[Instructions for the task]
Reproduce, exactly as they appear, the line containing "Target: shirtless man" and every line after it, ending with the last line of the records.

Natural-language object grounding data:
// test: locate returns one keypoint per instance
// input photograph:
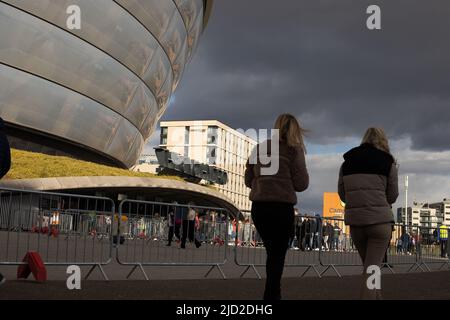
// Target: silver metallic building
(96, 92)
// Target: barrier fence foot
(311, 267)
(414, 265)
(254, 269)
(99, 266)
(142, 270)
(218, 268)
(445, 264)
(387, 265)
(331, 266)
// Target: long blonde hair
(290, 131)
(377, 138)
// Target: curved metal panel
(103, 87)
(164, 21)
(58, 111)
(53, 54)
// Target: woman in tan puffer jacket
(368, 185)
(273, 195)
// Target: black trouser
(189, 232)
(174, 230)
(274, 221)
(443, 248)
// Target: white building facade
(213, 143)
(426, 215)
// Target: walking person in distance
(5, 161)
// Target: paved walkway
(431, 285)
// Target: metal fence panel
(64, 229)
(198, 235)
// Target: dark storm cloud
(317, 59)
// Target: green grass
(29, 165)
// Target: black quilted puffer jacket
(368, 185)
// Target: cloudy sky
(318, 61)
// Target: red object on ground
(34, 265)
(54, 232)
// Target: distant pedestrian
(171, 223)
(443, 239)
(189, 227)
(5, 162)
(368, 184)
(274, 196)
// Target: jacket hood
(364, 148)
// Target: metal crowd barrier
(337, 248)
(198, 235)
(432, 250)
(303, 250)
(64, 229)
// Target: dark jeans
(444, 244)
(189, 232)
(371, 242)
(273, 221)
(174, 230)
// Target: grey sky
(317, 60)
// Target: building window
(163, 137)
(212, 135)
(211, 155)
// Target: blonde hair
(377, 138)
(290, 131)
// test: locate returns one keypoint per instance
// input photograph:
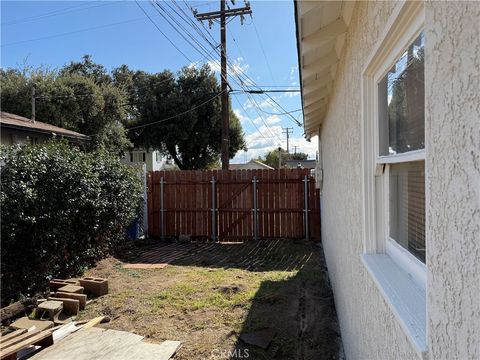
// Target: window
(394, 172)
(401, 131)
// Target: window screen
(402, 103)
(407, 206)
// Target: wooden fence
(233, 205)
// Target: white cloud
(243, 119)
(238, 66)
(259, 146)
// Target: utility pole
(287, 131)
(223, 14)
(33, 103)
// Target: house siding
(452, 75)
(369, 328)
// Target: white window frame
(396, 272)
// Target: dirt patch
(213, 293)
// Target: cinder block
(82, 298)
(51, 307)
(96, 286)
(70, 306)
(55, 284)
(71, 289)
(26, 323)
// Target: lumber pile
(66, 299)
(22, 339)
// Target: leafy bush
(61, 209)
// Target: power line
(56, 13)
(175, 116)
(284, 113)
(160, 30)
(263, 51)
(287, 131)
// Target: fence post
(255, 209)
(307, 230)
(145, 201)
(162, 210)
(214, 210)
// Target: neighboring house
(251, 165)
(154, 160)
(17, 129)
(306, 164)
(393, 91)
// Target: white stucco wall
(452, 72)
(369, 328)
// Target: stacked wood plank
(18, 340)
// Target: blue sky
(53, 33)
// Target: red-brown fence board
(188, 203)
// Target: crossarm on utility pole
(222, 15)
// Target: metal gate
(233, 205)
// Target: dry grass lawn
(211, 293)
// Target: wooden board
(103, 344)
(188, 204)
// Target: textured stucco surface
(452, 74)
(369, 328)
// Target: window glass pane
(407, 206)
(402, 103)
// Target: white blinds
(407, 206)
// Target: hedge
(61, 210)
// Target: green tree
(298, 156)
(69, 99)
(272, 157)
(193, 139)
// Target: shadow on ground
(295, 317)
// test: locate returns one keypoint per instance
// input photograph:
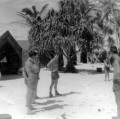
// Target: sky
(9, 8)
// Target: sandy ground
(85, 96)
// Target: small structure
(10, 54)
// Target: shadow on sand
(91, 71)
(51, 107)
(52, 101)
(10, 77)
(65, 94)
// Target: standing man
(30, 73)
(116, 78)
(53, 66)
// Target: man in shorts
(30, 73)
(116, 78)
(53, 66)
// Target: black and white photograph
(59, 59)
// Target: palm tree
(110, 11)
(30, 16)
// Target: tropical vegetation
(78, 25)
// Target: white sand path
(85, 96)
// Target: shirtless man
(30, 73)
(53, 66)
(116, 78)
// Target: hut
(10, 54)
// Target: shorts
(54, 75)
(107, 69)
(31, 82)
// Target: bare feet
(30, 111)
(37, 97)
(36, 103)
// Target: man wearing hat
(31, 75)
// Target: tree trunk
(70, 67)
(60, 62)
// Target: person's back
(31, 68)
(116, 75)
(116, 78)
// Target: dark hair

[Answer to this exercise]
// Target: shirtless man
(30, 73)
(53, 66)
(116, 78)
// Target: hut
(10, 54)
// Target: shorts
(54, 75)
(107, 69)
(31, 82)
// Target: bare feet
(30, 111)
(37, 97)
(36, 103)
// Target: man wearing hat
(31, 75)
// Target: tree trunk
(70, 67)
(60, 62)
// Target: person's back
(31, 68)
(116, 75)
(116, 78)
// Target: dark hair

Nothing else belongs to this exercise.